Extract each line below that contains the string "patterned".

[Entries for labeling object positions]
····················

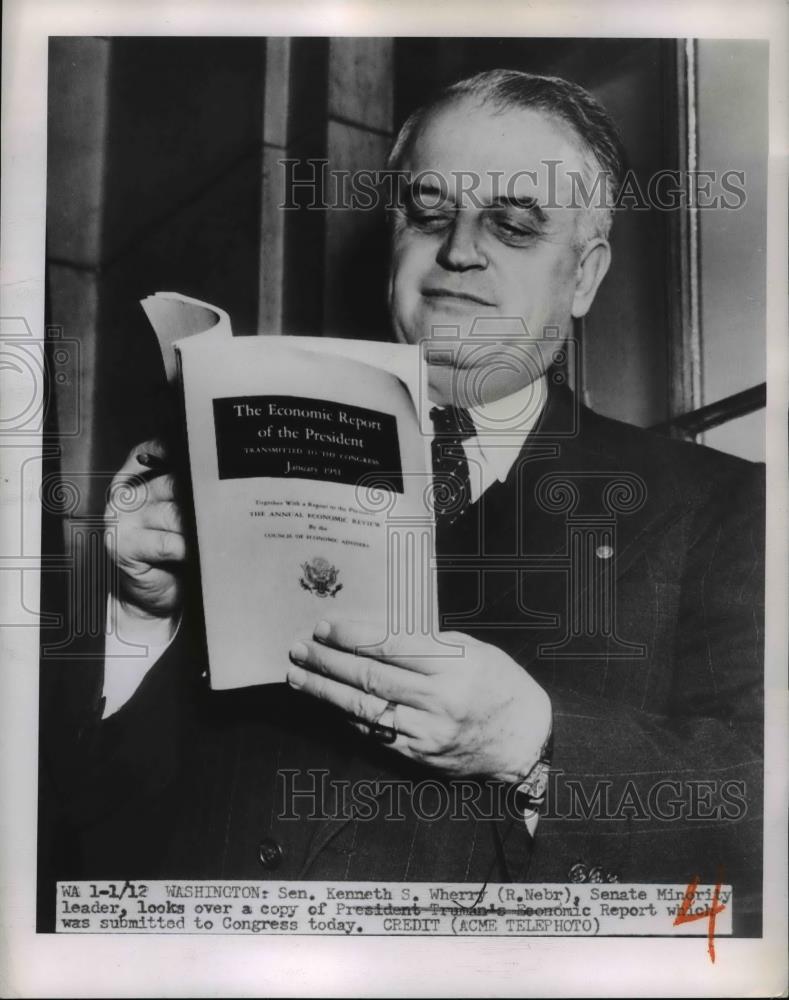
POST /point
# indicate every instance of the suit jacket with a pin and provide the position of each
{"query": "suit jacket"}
(622, 569)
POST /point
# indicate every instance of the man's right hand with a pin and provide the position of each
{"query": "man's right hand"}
(144, 535)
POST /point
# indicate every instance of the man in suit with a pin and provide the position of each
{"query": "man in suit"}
(601, 584)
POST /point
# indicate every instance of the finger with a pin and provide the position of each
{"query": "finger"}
(164, 515)
(144, 454)
(417, 653)
(154, 547)
(352, 701)
(400, 744)
(411, 724)
(385, 681)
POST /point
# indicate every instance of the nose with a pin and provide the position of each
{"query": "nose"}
(460, 250)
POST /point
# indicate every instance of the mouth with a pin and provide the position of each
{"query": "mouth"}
(446, 295)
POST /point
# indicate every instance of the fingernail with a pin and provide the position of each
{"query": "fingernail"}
(296, 677)
(298, 652)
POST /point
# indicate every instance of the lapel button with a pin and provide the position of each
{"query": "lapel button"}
(270, 853)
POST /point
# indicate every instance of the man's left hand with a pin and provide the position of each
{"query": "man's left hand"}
(462, 706)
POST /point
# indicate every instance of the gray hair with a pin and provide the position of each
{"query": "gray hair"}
(597, 135)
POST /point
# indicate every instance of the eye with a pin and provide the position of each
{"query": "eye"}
(511, 232)
(428, 220)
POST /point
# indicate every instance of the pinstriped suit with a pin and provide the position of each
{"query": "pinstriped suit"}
(660, 684)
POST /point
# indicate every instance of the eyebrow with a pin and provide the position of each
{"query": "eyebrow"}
(523, 202)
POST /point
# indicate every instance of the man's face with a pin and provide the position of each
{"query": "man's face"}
(489, 260)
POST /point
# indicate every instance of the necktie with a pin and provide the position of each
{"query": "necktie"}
(451, 482)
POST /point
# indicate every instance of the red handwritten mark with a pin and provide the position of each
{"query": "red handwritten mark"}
(710, 913)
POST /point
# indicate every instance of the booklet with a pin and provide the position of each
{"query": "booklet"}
(311, 479)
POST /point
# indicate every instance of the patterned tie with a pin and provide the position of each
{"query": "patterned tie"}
(452, 485)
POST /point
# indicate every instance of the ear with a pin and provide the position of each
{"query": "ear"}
(592, 266)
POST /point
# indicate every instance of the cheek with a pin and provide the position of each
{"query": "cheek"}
(410, 262)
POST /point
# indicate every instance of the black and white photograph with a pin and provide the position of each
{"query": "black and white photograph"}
(394, 426)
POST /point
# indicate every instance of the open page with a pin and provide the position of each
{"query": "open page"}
(309, 475)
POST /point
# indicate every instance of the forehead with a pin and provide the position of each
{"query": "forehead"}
(530, 148)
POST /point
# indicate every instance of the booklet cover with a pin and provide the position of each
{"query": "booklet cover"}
(310, 477)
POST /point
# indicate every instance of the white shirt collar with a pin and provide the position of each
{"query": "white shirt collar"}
(503, 425)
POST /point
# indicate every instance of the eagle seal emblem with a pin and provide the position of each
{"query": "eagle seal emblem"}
(320, 577)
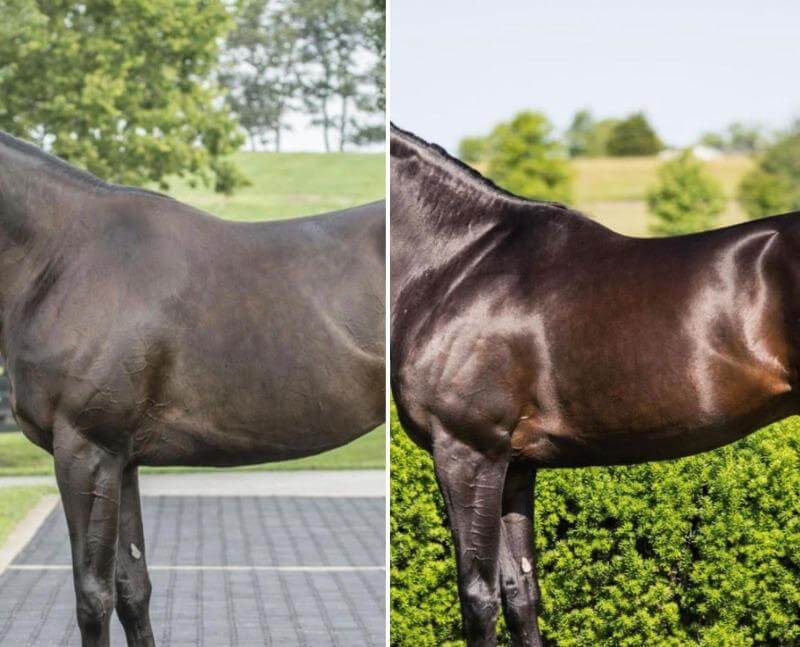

····················

Finished exercise
# indicate every instance of the patterned tie with a pin and provide the position of each
{"query": "patterned tie"}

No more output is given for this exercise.